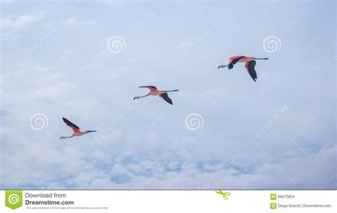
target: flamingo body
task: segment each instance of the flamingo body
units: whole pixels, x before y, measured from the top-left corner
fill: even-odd
[[[268,60],[268,58],[258,58],[250,56],[235,55],[230,58],[228,64],[227,65],[221,65],[218,67],[218,69],[228,67],[228,70],[232,70],[237,62],[245,62],[245,67],[252,79],[256,82],[257,75],[255,71],[256,61],[255,60]]]
[[[168,97],[168,94],[167,94],[168,92],[176,92],[176,91],[178,91],[178,89],[174,89],[174,90],[159,90],[156,87],[154,86],[141,86],[141,87],[139,87],[139,88],[147,88],[149,89],[150,91],[149,92],[148,94],[144,95],[144,96],[137,96],[137,97],[134,97],[134,99],[141,99],[141,98],[144,98],[144,97],[148,97],[148,96],[159,96],[161,98],[162,98],[164,101],[166,101],[166,102],[168,102],[168,104],[170,104],[171,105],[173,104],[173,102],[172,100],[170,99],[170,97]]]
[[[74,124],[73,122],[71,122],[68,119],[67,119],[65,118],[63,118],[63,117],[62,118],[62,119],[63,120],[63,122],[65,122],[65,125],[70,127],[71,129],[73,129],[73,131],[74,132],[73,133],[72,136],[70,136],[69,137],[62,136],[62,137],[60,138],[60,139],[70,138],[73,138],[73,137],[75,137],[75,136],[82,136],[82,135],[86,134],[87,133],[95,132],[96,131],[95,130],[88,130],[88,131],[81,131],[80,130],[80,127],[78,127],[77,125]]]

*-*-*

What you have to do: Can you copy out the listing above line for line, leaving out the picture?

Result:
target: flamingo body
task: segment each instance of the flamingo body
units: whole pixels, x before y, measured from the top-left corner
fill: even-odd
[[[268,60],[268,58],[258,58],[250,56],[235,55],[230,58],[228,64],[227,65],[221,65],[218,67],[218,69],[228,67],[228,70],[232,70],[237,62],[245,62],[245,67],[252,79],[256,82],[257,75],[255,71],[256,61],[255,60]]]
[[[168,97],[168,94],[167,94],[168,92],[176,92],[176,91],[178,91],[178,89],[174,89],[174,90],[159,90],[156,87],[154,86],[141,86],[141,87],[139,87],[139,88],[147,88],[149,89],[150,91],[149,92],[148,94],[144,95],[144,96],[137,96],[137,97],[134,97],[134,99],[141,99],[141,98],[144,98],[144,97],[148,97],[148,96],[159,96],[161,98],[162,98],[164,101],[166,101],[166,102],[168,102],[168,104],[170,104],[171,105],[173,104],[173,102],[172,100],[170,99],[170,97]]]
[[[74,124],[73,122],[71,122],[68,119],[67,119],[65,118],[63,118],[63,117],[62,118],[62,119],[63,120],[63,122],[65,122],[65,125],[70,127],[71,129],[73,129],[73,131],[74,132],[73,133],[72,136],[70,136],[69,137],[62,136],[62,137],[60,138],[60,139],[70,138],[73,138],[73,137],[75,137],[75,136],[82,136],[82,135],[86,134],[87,133],[95,132],[96,131],[95,130],[88,130],[88,131],[81,131],[80,130],[80,127],[78,127],[77,125]]]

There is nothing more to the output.